--- Records provided ---
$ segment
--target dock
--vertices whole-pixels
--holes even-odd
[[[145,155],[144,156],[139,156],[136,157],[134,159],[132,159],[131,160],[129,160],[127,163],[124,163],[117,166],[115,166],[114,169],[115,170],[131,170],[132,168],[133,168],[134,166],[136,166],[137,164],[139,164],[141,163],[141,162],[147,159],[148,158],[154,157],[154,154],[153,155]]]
---
# Exercise aim
Retype the entries above character for character, keeping every line in its original order.

# Written reply
$ segment
--target dock
--vertices whole-pixels
--holes even-odd
[[[145,155],[144,156],[139,156],[136,157],[134,159],[132,159],[131,160],[129,160],[127,163],[124,163],[117,166],[115,166],[114,169],[115,170],[131,170],[132,168],[133,168],[134,166],[136,166],[137,164],[139,164],[141,163],[141,162],[147,159],[148,158],[154,157],[154,154],[153,155]]]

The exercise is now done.